--- TASK GOAL ---
Give the records back in full, exactly as they read.

--- Dataset records about object locations ---
------

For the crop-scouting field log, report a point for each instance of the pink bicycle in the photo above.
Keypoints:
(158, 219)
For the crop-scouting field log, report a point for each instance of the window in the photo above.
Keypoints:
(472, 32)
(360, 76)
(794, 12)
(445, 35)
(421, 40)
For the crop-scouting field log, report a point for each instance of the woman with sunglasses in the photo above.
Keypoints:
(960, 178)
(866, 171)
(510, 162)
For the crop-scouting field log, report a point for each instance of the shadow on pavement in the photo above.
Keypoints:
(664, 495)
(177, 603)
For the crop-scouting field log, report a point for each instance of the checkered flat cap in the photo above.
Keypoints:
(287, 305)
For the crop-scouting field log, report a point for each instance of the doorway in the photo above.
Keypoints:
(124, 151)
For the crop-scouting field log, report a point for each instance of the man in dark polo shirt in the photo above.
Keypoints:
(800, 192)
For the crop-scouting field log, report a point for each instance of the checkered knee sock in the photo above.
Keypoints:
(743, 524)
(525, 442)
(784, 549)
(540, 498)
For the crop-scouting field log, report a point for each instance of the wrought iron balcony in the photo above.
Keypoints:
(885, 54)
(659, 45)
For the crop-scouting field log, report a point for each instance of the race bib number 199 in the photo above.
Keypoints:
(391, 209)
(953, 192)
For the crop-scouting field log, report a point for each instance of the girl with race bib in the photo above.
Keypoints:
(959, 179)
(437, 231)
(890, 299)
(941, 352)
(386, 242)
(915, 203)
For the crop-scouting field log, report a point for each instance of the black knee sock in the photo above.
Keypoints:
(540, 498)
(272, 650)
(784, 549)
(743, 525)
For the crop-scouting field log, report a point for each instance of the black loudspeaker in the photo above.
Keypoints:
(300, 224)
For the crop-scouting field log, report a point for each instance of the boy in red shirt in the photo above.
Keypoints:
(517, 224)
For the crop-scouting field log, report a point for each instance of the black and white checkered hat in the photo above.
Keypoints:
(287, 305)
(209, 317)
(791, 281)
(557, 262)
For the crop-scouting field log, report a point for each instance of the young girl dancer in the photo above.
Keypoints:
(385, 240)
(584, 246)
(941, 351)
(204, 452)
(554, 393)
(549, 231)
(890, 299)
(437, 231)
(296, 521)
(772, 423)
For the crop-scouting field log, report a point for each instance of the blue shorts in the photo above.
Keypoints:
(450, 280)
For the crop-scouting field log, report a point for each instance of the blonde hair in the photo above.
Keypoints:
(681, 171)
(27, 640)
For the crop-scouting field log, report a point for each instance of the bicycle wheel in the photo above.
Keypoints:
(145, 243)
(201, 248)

------

--- RESPONSE TO THE EXERCISE ---
For the crop-scouting field log, report a point for each instance of the pink bicycle in the photo above.
Keypoints:
(158, 219)
For the crop-scouting field log, report a point for each instance of the window in the photo above.
Keypoints:
(472, 32)
(360, 76)
(794, 12)
(445, 35)
(421, 40)
For the crop-scouting field log, report a point for each instance of the woman with sunglasses in the photo above.
Keypoints:
(960, 178)
(866, 171)
(510, 162)
For the crop-scouting field log, report a point for each instance of the shadow on pavement in the photo above.
Keypoints:
(664, 495)
(177, 603)
For the crop-scouting field log, report a point for each instance of the checkered flat cap in the photo above.
Keypoints:
(287, 305)
For the crop-scouting field log, report a point for each instance of the doorway in the photo above.
Keypoints:
(124, 151)
For the crop-scouting field log, report a point for each instance of the man in dark polo shirt in the photo above.
Keypoints:
(800, 192)
For the crop-scouting field log, report a point for each instance of the checkered knee sock in the photo above.
Keypoints:
(743, 524)
(525, 442)
(784, 549)
(540, 498)
For the crop-scouting field log, report a point for each instance of the wrought iron balcony in the photo above.
Keypoints:
(885, 54)
(659, 45)
For the crop-scouting field log, report a point for each instance of the race bib number 199 in the photo above.
Keypoints:
(391, 209)
(953, 192)
For the crop-scouting field log, report a point for each instance of the girl with race bib in the photo above.
Keypoints:
(959, 179)
(437, 231)
(890, 299)
(941, 352)
(386, 242)
(915, 203)
For the crop-scouting field log, report a point for each instance of the black knee sock in the photo above.
Keypoints:
(540, 498)
(272, 650)
(784, 549)
(743, 525)
For the crop-scouting field log, report a point for each instance of the black loudspeaker in the photo above.
Keypoints:
(300, 224)
For the crop-scouting field log, report a point for each instance of the boy in red shirt in the photo above.
Keypoints:
(517, 224)
For the crop-scouting field log, report a point for each instance of the black and white checkered hat in the photo above.
Keypoints:
(287, 305)
(209, 317)
(791, 281)
(557, 262)
For the crop-scouting field log, report a point for each instance of the young girl dancer in the photo above.
Keypoints:
(385, 240)
(584, 246)
(941, 351)
(204, 452)
(554, 393)
(549, 231)
(890, 299)
(437, 231)
(296, 521)
(772, 423)
For the crop-scouting field log, report a point for each instance of the blue shorts in the photo above.
Keypoints:
(450, 280)
For the crop-scouting field log, report a point for each instance of the blonde hair in the photo above.
Keypoints:
(681, 171)
(27, 640)
For the crop-scouting field log, report a point for each instance of the bicycle wheel in the photo above.
Keypoints:
(145, 243)
(201, 248)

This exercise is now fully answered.